- [TASK LIST]
1. From the possum tail-length notebook, extract the passage from "Since I have" to "print(vic.tailL.describe())".
2. According to the possum tail-length notebook, what mean tail length for adult possums did previous studies in Australia establish?

- [EXCERPT]
▽
In [1]:
%matplotlib inline
import numpy as np
import scipy.stats as stats
import pandas as pd
import matplotlib.pyplot as plt
import matplotlib
In [2]:
# download from http://roybatty.org/statplots.py
# and upload to your Jupyter instance if you haven't done so already
import statplots
See lecture slides for intro discussion on hypothesis testing.
I've posted a data set at the following URL -- http://roybatty.org/possum.txt -- that contains morphological measurements on 104 brushtail possums (Trichosurus vulpecula). This data set contains information on variables such as sex, age, head length, skull width, etc.
By Bryce McQuillan - originally
posted to Flickr as Brushtail Opossum
Trichosurus vulpecula, CC BY-SA 2.0,
https://commons.wikimedia.org/w/index.php?curid=4195284
Previous studies of brushtail possums in Australia have established that the mean tail length of adult possums is 37.86cm. I am studying an isolated population of possums in the state of Victoria, and I am interested in whether mean tail length of Victorian possums is shorter than that of possums in the rest of Australia.
Since I have an a priori reason to believe the difference in tail length is shorter, this is a "one-tailed" hypothesis test (pun intended!).
In [3]:
possums = pd.read_table("http://roybatty.org/possum.txt")
possums.rename(columns={'pop':'popn'}, inplace=True)
possums.columns
Out[3]:
In [4]:
vic = vic = possums[possums.popn == 'Vic']
print(vic.tailL.describe())
In [5]:
fig, (ax1, ax2) = plt.subplots(nrows=1, ncols=2)
fig.set_size_inches(10,4)
ax1.hist(vic.tailL, bins=9, color='steelblue', normed=True)
ax1.set_xlabel("tail length (cm)")
stats.probplot(vic.tailL, plot=ax2)
pass
In [6]:
mean_tl = vic.tailL.mean()
std_tl = vic.tailL.std()
SE_tl = std_tl/np.sqrt(vic.tailL.count())
tl_ci95 = mean_tl - 1.96 * SE_tl, mean_tl + 1.96 * SE_tl
print("sample mean tail length = {:.2f}".format(mean_tl))
print("SE of mean tail length = {:.2f}".format(SE_tl))
print("95% CI for mean = ({:.2f}, {:.2f})".format(tl_ci95[0], tl_ci95[1]))
In [7]:
fig = plt.figure()
fig.set_size_inches(10,4)
mean_null = 37.86
plt.plot([],[]) # draw an empty plot to setup axes
# draw line at x-value corresponding to H0
plt.vlines(mean_null, 0, 1, linestyle='dashed', color='k')
plt.text(mean_null+0.05, 0.2, "$H_0: \mu = {:.2f}$".format(mean_null),
fontsize=18)
plt.errorbar(mean_tl, 0.2, xerr=1.96 * SE_tl, fmt='ro',
label='95% CI of Victoria\nmean tail length')
plt.legend(numpoints=1, loc='upper left')
plt.yticks([]) # get ride of y-ticks
plt.xlabel("Tail length (cm)", fontsize=14)
plt.xlim(35, 40)
pass
The CI approach above let us assess, in a general way, whether there's evidence to reject the null hypothesis. In the above example, we might state our finding something along the lines of "We are 95% confident that the mean tail length of Victoria possums is between 35.44 and 36.43mm. We therefore reject the null hypothesis that Victoria possums have the same mean tail length as other Australian possums." We would make the same statement for any other estimated 95% CI that did not overlap 37.86. Thus the CI approach doesn't really tell us anything about the strength of evidence against the null hypothesis, it just gives us a basis by which to reject it (or fail to reject it).
△
- [EXTRACTED ENTRIES]
▽
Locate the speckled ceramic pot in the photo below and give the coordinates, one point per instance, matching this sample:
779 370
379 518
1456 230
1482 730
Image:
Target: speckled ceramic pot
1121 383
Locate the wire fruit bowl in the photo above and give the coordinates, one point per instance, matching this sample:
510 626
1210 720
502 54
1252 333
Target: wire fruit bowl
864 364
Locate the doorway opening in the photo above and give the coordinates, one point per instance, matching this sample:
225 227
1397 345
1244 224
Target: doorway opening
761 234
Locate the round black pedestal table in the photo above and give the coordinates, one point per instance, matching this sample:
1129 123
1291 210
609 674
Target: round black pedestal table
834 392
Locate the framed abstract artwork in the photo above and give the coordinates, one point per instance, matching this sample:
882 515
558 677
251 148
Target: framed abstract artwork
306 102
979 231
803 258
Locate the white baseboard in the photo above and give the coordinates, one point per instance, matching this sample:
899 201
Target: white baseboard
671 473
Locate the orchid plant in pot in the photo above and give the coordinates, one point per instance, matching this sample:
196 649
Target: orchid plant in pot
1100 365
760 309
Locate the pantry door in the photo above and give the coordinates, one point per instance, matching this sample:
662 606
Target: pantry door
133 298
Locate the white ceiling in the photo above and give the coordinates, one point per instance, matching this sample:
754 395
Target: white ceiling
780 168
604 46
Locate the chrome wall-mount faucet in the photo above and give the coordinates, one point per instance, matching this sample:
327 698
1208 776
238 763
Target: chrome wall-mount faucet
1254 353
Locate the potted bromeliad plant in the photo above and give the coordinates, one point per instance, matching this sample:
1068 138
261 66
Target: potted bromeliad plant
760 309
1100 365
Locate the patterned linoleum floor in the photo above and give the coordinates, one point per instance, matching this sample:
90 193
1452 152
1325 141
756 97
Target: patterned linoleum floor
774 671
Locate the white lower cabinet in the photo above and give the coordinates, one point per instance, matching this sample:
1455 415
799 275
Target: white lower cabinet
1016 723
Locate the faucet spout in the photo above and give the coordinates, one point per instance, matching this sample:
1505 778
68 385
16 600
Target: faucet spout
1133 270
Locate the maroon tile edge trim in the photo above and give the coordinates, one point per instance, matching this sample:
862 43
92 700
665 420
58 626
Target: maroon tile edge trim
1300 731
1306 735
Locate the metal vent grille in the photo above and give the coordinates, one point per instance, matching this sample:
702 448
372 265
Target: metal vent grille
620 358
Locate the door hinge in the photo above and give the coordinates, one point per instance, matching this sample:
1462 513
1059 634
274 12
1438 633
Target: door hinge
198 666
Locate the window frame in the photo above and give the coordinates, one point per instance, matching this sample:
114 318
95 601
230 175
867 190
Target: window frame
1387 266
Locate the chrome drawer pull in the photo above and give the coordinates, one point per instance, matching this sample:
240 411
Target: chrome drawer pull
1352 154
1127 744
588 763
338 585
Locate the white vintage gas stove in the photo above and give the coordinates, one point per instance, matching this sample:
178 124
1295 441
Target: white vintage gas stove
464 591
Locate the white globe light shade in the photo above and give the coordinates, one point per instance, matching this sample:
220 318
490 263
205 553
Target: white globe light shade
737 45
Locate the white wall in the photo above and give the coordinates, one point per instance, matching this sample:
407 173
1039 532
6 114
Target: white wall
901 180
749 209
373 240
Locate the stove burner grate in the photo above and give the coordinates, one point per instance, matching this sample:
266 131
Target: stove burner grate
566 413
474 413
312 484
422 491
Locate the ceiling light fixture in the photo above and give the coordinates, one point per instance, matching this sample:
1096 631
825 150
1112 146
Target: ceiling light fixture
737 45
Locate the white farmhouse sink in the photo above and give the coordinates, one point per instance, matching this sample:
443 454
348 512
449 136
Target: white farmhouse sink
△
- [PROBLEM SOLUTIONS]
1.
Since I have an a priori reason to believe the difference in tail length is shorter, this is a "one-tailed" hypothesis test (pun intended!).
In [3]:
possums = pd.read_table("http://roybatty.org/possum.txt")
possums.rename(columns={'pop':'popn'}, inplace=True)
possums.columns
Out[3]:
In [4]:
vic = vic = possums[possums.popn == 'Vic']
print(vic.tailL.describe())

2. 37.86cm